- REQUIRED ACTION 1
According to the research project summary, what did the project cost, and over how long?
- REQUIRED ACTION 2
Reproduce the research project summary from "Research Project information" to "associated with A-T.".
- REQUIRED ACTION 3
List every label in the research project summary that is followed by a colon.

--- TEXT SECTION Enclosed Below ---

Research Project information
Principal researcher: Dr Vincenzo Costanzo
Institute: IFOM – The FIRC Institute of Molecular Oncology, Milan, Italy
Cost: £99,936 over 36 months
Project Completion Date: November 2019
*This project was made possible thanks to the funds raised by the 2016 Scumrun participants and donations made in memory of Stephen Green. Stephen was riding for Action for A-T when he suffered a fatal heart attack during the 2015 Prudential Ride 100 cycle event.
The primary aim of this project was to look at the hypothesis that ATM (the protein which is missing or not functioning completely in A-T) controls the chemical reactions required for the production of nucleotides, which are the building blocks of DNA and other cellular components. The team looked at the impairment of these processes and if/how they contribute to the health problems associated with A-T.

--- End of Enclosed TEXT SECTION ---
--- COLLECTED MATERIAL Enclosed Below ---

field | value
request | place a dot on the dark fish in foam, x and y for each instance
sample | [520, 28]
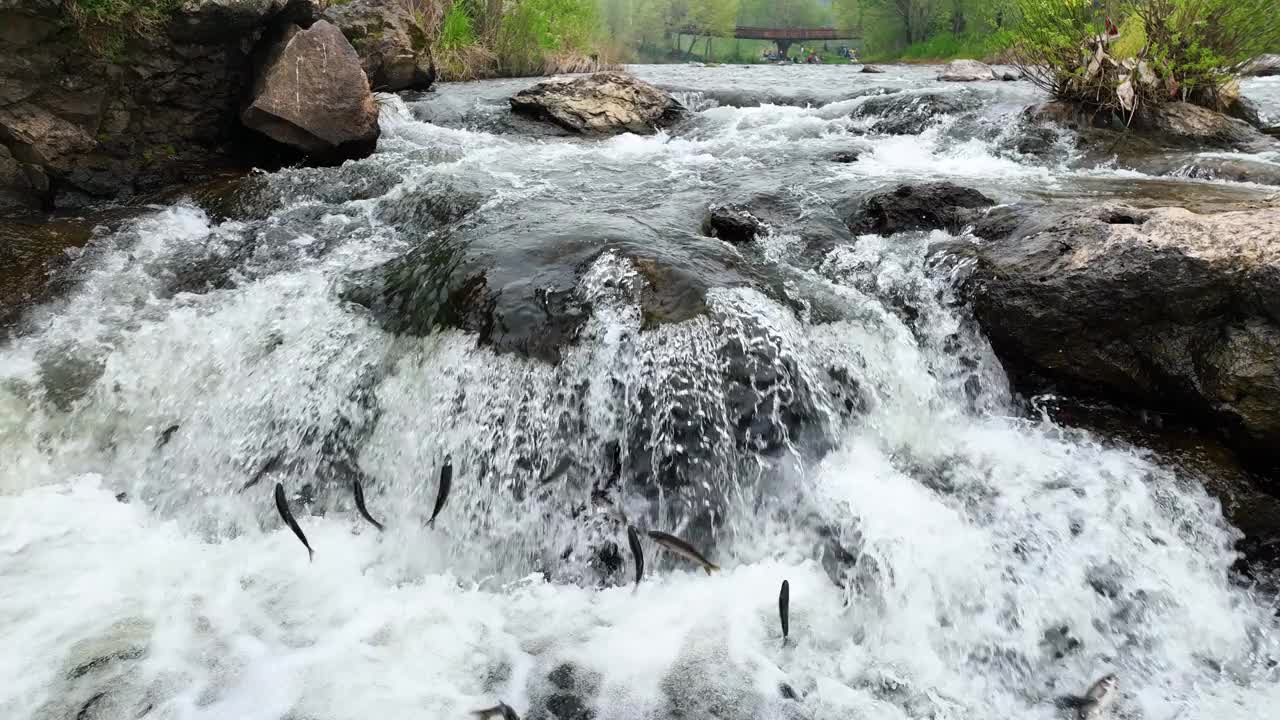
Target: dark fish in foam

--- End of Enclosed COLLECTED MATERIAL ---

- ANSWER AREA 1
£99,936 over 36 months

- ANSWER AREA 2
Research Project information
Principal researcher: Dr Vincenzo Costanzo
Institute: IFOM – The FIRC Institute of Molecular Oncology, Milan, Italy
Cost: £99,936 over 36 months
Project Completion Date: November 2019
*This project was made possible thanks to the funds raised by the 2016 Scumrun participants and donations made in memory of Stephen Green. Stephen was riding for Action for A-T when he suffered a fatal heart attack during the 2015 Prudential Ride 100 cycle event.
The primary aim of this project was to look at the hypothesis that ATM (the protein which is missing or not functioning completely in A-T) controls the chemical reactions required for the production of nucleotides, which are the building blocks of DNA and other cellular components. The team looked at the impairment of these processes and if/how they contribute to the health problems associated with A-T.

- ANSWER AREA 3
Principal researcher; Institute; Cost; Project Completion Date